Provided records:
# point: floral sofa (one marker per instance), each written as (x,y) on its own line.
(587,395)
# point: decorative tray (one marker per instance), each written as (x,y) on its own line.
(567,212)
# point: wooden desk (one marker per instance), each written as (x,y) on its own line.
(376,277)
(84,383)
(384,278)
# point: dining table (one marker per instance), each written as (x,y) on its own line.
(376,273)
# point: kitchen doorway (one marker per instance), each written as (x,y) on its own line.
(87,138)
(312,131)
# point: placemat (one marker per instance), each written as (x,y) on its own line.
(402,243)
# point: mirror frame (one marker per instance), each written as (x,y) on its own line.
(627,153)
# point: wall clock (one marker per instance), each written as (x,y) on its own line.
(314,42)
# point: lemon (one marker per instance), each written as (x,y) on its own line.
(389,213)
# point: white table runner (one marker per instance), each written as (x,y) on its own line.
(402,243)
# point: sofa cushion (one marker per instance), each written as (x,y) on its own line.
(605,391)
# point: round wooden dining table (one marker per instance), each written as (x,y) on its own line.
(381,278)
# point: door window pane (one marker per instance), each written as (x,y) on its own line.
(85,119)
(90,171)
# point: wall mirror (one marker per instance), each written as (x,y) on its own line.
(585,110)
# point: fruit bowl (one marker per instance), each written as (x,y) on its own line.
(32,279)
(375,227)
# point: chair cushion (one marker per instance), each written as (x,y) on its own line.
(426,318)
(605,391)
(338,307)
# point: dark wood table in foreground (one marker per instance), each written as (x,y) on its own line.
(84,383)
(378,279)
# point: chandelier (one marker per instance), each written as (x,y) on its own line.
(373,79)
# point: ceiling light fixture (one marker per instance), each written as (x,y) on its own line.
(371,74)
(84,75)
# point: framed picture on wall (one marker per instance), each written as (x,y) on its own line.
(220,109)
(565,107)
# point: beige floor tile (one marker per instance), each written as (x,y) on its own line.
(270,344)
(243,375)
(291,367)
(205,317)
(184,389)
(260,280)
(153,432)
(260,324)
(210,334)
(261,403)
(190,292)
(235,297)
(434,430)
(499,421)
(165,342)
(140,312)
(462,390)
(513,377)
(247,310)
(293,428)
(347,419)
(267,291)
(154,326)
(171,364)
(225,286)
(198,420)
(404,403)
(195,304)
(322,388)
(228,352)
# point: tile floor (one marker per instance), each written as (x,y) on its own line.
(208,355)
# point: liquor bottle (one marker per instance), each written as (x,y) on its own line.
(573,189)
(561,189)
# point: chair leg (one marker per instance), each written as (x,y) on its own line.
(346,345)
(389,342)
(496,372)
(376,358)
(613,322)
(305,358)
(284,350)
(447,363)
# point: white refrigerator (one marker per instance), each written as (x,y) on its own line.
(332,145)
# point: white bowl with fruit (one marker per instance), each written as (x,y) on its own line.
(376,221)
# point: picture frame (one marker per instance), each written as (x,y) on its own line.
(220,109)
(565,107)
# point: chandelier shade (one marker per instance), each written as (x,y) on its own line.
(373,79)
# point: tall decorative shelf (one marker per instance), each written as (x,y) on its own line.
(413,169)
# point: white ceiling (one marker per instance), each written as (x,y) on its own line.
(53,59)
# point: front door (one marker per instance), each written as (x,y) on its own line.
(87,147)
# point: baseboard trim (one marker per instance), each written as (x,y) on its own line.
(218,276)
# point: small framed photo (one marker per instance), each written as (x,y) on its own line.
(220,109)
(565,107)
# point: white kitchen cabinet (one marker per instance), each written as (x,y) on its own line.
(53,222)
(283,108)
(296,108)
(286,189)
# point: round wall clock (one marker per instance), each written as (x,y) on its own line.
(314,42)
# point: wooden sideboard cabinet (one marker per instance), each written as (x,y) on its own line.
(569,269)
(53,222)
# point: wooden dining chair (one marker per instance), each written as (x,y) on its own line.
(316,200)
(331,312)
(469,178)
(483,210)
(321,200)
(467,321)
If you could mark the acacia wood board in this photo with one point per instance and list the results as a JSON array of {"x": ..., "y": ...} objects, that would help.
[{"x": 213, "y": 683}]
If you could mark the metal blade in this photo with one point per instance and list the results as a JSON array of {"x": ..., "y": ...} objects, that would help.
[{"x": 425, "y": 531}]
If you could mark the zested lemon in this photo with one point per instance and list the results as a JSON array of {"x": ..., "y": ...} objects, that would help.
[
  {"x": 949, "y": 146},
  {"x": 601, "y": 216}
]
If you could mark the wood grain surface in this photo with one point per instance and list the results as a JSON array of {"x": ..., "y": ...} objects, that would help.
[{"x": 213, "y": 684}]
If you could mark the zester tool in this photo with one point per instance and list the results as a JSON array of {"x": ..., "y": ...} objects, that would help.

Exercise brief:
All the entries should be written out again precisely.

Output below:
# point: floral sofa (one marker per instance), each written as (x,y) on its own line.
(587,395)
# point: decorative tray (one marker per instance), each written as (x,y) on its own line.
(567,212)
# point: wooden desk (one marker per instance), each written as (x,y) on its own line.
(376,277)
(84,383)
(384,278)
# point: dining table (one marker per instance), each written as (x,y) on its own line.
(376,273)
# point: kitchen doorway (one marker per instance), each written as (x,y) on its own line.
(87,138)
(312,131)
# point: placemat (one marker per instance), each written as (x,y) on its own line.
(402,243)
# point: mirror frame (one marker per instance), each written as (x,y) on its own line.
(627,153)
# point: wall clock (one marker per instance), each written as (x,y) on its own line.
(314,42)
# point: lemon (one marker per instance), each written as (x,y) on its own line.
(389,213)
# point: white table runner (one marker per instance), each written as (x,y) on its own line.
(402,243)
# point: sofa cushion (one marker per instance), each written as (x,y) on its own line.
(605,391)
# point: round wooden dining table (one marker per instance), each written as (x,y) on its own line.
(381,278)
# point: door window pane (one marker per instance), each written as (x,y) on its own line.
(85,119)
(90,171)
# point: wall mirror (one marker per instance), each written as (x,y) on its own line.
(585,110)
# point: fruit bowl (one marker per instance), each written as (x,y) on its own line.
(32,279)
(375,227)
# point: chair cushion (one marker per instance), each written as (x,y) on its own line.
(426,318)
(605,391)
(338,307)
# point: dark wood table in foreground (one marker per instance), each written as (x,y) on its own line.
(84,383)
(378,279)
# point: chandelier (one marker per instance), each written as (x,y) on its own line.
(373,79)
# point: ceiling light fixture (one marker per instance), each written as (x,y) on its own line.
(371,74)
(84,75)
# point: framed picture on wall (one marker per instance), each written as (x,y) on its own line.
(220,109)
(565,107)
# point: beige floor tile (one marker per instance), each written as (x,y) on its own line.
(270,344)
(243,375)
(291,367)
(205,317)
(184,389)
(260,280)
(153,432)
(260,324)
(210,334)
(261,403)
(190,292)
(235,297)
(434,430)
(499,421)
(165,342)
(140,312)
(462,390)
(513,377)
(247,310)
(293,428)
(347,419)
(267,291)
(154,326)
(171,364)
(225,286)
(198,420)
(404,403)
(195,304)
(322,388)
(228,352)
# point: tile floor (one marker per instance), each written as (x,y) on its own line.
(208,355)
# point: liquor bottle (one marker per instance), each written as (x,y) on its own line.
(573,189)
(561,189)
# point: chair leg (one marker per instance), each written as (x,y) on its own line.
(346,345)
(389,342)
(496,372)
(376,358)
(613,322)
(305,358)
(284,350)
(447,363)
# point: white refrigerator (one marker per instance), each written as (x,y) on its own line.
(332,145)
# point: white bowl with fruit (one marker per instance), each written as (x,y) on its own line.
(376,221)
# point: picture frame (one marker per instance), each written as (x,y) on its own line.
(220,109)
(565,107)
# point: chandelier shade (one marker per instance), each written as (x,y) on its own line.
(373,79)
# point: tall decorative shelf (one marker per instance), each written as (x,y) on its own line.
(413,169)
# point: white ceiling (one marker per instance), each written as (x,y) on its own line.
(53,59)
# point: front door (one marker per instance), each written as (x,y) on its own line.
(87,147)
# point: baseboard trim (one marker per instance), each written as (x,y) on its own line.
(218,276)
# point: small framed photo (one marker per instance), each written as (x,y) on its own line.
(220,109)
(565,107)
# point: white kitchen cabinet (one marker per instance), each written as (x,y) on its own line.
(53,222)
(283,108)
(296,108)
(286,189)
# point: round wall clock (one marker per instance), each written as (x,y) on its own line.
(314,42)
# point: wooden sideboard cabinet (one marker per instance), each written as (x,y) on its own line.
(569,269)
(53,222)
# point: wooden dining chair (one marker per instance), each written as (x,y) on its own line.
(316,200)
(331,312)
(469,178)
(483,210)
(321,200)
(467,321)
If you could mark the acacia wood board in this photo with one point per instance and list the results as a JSON array of {"x": ..., "y": ...} objects, that would help.
[{"x": 213, "y": 683}]
If you could mark the metal blade in this photo with one point per instance and list the results as a JSON array of {"x": ..., "y": ...} objects, that would help.
[{"x": 425, "y": 531}]
If you could mark the zested lemon in this photo with one point per instance and list the results as a JSON array of {"x": ..., "y": ...} objects, that would help.
[
  {"x": 949, "y": 146},
  {"x": 601, "y": 216}
]
If you could mark the wood grain surface in this photo with one point per instance and list the results as a JSON array of {"x": ..., "y": ...} objects, that would help.
[{"x": 213, "y": 684}]
If you could mark the zester tool in this photo with one point per instance and list the results as a JSON array of {"x": ..., "y": ...} objects, that would help.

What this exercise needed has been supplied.